— Tarefas propostas —
(1) No trecho, em quais artigos do Código de Processo Civil está capitulada a litigância de má-fé?
(2) Reproduza a parte do trecho que vai de "Diz o Tema Repetitivo" até "de Tema Repetitivo.", com estas palavras incluídas.
(3) Diga se cada afirmação concorda com o trecho, respondendo sim ou não e citando as palavras decisivas:
(a) Litigância predatória é apresentada como um termo jurídico.
(b) O nome litigância predatória é dado pelo Tema Repetitivo nº 1.198.
(c) A declaração de pobreza aparece entre os documentos dados como exemplo no Tema Repetitivo.

— Trecho —
O termo “litigância predatória” é uma junção de palavras com curiosa função; não se trata de um termo jurídico — não deixe o litigância te enganar, leitor; não existe nada que se possa conceituar como litigância predatória. O Código de Processo Civil até fala em litigância de má-fé, capitulada nos artigos 79 a 81. Da primeira leitura, o intérprete pode entender que litigância predatória é o patrocínio de causas envolvendo leões, tubarões ou outras feras.
Não é isso; litigância predatória é o nome dado pelo Tema Repetitivo nº 1.198 à defesa dos direitos dos consumidores em face de atitudes ilegais, inconstitucionais, inescrupulosas e predatórias — talvez daí o nome — praticadas em desaforo ao consumidor e ao microssistema consumerista.
Diz o Tema Repetitivo nº 1.198: “possibilidade de o juiz, vislumbrando a ocorrência de litigância predatória, exigir que a parte autora emende a petição inicial com apresentação de documentos capazes de lastrear minimamente as pretensões deduzidas em juízo, como por exemplo: procuração atualizada, declaração de pobreza e de residência, cópias do contrato e dos extratos bancários”.
À primeira vista, o leitor pode questionar-se acerca da necessidade do presente Tema Repetitivo; ora, apresentar procuração[2], comprovante de residência[3], prova dos fatos que alega[4] (ou pelo menos evidência suficiente para a apreciação rarefeita[5] dos fatos): estas são todas exigências fundamentais da lei processual pátria já em vigor, de desnecessária repetição, especialmente pela via de Tema Repetitivo.
Em continuada análise, o leitor traria à memória a famigerada “indústria do dano moral”, aquele termo usado para transformar os escalabros contra o consumidor em “mero aborrecimento”, e dar às ofensas um ar de normalidade, como se fossem culpa do ofendido e não fruto direto da ação do ofensor.

[Itens listados em um conjunto de dados]
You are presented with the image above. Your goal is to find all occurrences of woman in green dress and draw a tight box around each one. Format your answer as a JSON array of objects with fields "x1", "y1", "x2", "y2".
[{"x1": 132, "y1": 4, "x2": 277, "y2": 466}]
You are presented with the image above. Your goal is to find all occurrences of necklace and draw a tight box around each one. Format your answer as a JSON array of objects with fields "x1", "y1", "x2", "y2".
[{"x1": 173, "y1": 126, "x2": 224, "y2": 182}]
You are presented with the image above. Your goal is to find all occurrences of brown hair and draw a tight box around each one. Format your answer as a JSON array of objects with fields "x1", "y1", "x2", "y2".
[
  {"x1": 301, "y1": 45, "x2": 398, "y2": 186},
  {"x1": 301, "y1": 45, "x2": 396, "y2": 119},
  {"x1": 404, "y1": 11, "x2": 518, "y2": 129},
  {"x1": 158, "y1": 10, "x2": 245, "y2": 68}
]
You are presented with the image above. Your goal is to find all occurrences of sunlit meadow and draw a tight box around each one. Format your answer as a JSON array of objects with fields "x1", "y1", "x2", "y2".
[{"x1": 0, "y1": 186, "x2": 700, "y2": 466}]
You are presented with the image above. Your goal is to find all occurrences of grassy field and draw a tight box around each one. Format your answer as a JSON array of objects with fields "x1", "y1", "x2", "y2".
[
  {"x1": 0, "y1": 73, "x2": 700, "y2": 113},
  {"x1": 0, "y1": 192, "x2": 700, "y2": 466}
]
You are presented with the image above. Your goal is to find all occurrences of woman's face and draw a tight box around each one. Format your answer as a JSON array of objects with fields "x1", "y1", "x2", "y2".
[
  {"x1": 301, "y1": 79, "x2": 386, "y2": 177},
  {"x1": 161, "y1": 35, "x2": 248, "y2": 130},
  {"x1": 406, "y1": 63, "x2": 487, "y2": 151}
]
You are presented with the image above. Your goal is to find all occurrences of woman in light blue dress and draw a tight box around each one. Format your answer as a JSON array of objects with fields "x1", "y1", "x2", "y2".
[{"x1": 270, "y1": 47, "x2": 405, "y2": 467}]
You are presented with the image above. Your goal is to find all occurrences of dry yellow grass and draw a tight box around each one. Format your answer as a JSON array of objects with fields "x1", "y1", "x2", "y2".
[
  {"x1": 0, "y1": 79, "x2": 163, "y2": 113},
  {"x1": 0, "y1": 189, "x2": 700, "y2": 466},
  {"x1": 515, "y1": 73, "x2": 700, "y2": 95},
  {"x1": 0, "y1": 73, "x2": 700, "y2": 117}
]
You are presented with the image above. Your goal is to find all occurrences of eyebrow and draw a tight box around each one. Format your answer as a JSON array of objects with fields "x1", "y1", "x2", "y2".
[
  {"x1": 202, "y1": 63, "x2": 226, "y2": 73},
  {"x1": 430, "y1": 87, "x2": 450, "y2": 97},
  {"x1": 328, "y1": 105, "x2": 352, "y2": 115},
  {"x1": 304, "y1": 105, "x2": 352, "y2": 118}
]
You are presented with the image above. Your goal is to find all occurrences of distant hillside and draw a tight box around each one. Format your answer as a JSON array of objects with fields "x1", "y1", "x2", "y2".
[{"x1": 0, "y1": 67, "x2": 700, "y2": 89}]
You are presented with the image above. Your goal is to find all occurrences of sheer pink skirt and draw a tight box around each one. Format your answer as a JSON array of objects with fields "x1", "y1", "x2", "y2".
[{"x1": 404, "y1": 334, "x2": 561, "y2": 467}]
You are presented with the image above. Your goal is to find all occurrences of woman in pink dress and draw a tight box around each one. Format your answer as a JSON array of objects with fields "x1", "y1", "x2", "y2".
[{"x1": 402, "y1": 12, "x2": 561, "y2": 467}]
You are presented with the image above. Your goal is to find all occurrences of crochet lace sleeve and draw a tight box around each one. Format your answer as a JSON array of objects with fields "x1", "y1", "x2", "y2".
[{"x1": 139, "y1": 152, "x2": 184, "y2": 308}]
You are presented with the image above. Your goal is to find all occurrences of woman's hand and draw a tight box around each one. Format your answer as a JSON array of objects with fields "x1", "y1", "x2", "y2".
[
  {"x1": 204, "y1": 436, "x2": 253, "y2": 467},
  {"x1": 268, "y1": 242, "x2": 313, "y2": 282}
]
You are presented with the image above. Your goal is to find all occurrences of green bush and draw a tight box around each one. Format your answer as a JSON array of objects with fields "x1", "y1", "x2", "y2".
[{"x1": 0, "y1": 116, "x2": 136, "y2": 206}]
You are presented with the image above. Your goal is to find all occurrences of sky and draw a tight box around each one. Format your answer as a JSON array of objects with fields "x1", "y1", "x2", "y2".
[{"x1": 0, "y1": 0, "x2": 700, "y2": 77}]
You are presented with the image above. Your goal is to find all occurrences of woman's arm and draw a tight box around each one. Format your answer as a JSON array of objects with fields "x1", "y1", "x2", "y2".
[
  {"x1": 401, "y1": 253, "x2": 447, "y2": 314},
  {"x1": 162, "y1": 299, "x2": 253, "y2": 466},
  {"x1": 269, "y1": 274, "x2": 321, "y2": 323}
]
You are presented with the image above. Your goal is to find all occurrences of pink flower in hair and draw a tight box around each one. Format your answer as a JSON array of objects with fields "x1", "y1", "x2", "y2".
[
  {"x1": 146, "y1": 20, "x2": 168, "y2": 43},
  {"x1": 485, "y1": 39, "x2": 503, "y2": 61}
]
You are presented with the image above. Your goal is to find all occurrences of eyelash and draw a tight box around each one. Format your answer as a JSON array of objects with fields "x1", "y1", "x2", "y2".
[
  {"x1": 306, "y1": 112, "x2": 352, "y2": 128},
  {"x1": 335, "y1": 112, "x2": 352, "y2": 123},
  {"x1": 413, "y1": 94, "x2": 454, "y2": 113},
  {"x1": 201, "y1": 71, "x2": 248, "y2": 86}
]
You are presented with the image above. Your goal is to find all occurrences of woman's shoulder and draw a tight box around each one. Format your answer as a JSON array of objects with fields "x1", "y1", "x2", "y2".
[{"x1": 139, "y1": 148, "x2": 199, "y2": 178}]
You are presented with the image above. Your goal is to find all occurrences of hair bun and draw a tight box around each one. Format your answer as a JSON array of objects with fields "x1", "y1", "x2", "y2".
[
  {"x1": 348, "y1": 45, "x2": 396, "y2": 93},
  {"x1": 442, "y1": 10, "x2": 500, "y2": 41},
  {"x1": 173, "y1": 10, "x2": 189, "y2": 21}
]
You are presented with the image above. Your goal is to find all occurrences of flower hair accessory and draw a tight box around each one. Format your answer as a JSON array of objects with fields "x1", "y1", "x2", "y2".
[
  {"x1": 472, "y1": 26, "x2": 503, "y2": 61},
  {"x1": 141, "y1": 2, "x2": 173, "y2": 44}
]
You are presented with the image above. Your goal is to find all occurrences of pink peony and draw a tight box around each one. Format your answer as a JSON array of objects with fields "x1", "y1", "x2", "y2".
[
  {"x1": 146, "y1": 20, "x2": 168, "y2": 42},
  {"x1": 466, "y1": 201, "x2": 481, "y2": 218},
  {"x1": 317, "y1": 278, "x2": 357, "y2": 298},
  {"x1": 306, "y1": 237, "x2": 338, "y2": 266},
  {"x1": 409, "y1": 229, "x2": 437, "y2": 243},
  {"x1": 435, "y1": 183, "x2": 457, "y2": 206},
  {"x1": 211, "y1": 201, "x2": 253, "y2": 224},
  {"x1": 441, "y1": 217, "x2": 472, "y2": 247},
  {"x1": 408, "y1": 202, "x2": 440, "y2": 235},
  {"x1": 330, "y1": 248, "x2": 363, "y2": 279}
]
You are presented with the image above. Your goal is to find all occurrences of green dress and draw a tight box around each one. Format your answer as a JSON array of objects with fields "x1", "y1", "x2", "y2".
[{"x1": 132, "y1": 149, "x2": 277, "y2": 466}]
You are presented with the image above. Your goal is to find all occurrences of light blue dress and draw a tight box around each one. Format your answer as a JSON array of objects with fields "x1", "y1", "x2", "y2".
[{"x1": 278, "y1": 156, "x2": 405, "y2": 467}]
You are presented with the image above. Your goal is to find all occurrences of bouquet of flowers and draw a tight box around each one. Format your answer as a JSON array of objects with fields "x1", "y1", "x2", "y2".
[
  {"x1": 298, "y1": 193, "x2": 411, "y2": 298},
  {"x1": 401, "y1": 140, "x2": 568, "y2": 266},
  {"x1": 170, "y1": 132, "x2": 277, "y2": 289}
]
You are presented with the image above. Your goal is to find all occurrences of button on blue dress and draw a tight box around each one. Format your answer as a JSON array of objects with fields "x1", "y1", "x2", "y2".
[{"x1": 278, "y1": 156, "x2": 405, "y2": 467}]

— Respostas por tarefa —
(1) Nos artigos 79 a 81.

(2)
Diz o Tema Repetitivo nº 1.198: “possibilidade de o juiz, vislumbrando a ocorrência de litigância predatória, exigir que a parte autora emende a petição inicial com apresentação de documentos capazes de lastrear minimamente as pretensões deduzidas em juízo, como por exemplo: procuração atualizada, declaração de pobreza e de residência, cópias do contrato e dos extratos bancários”.
À primeira vista, o leitor pode questionar-se acerca da necessidade do presente Tema Repetitivo; ora, apresentar procuração[2], comprovante de residência[3], prova dos fatos que alega[4] (ou pelo menos evidência suficiente para a apreciação rarefeita[5] dos fatos): estas são todas exigências fundamentais da lei processual pátria já em vigor, de desnecessária repetição, especialmente pela via de Tema Repetitivo.

(3)
(a) Não: "não se trata de um termo jurídico".
(b) Sim: "litigância predatória é o nome dado pelo Tema Repetitivo nº 1.198".
(c) Sim: "declaração de pobreza e de residência".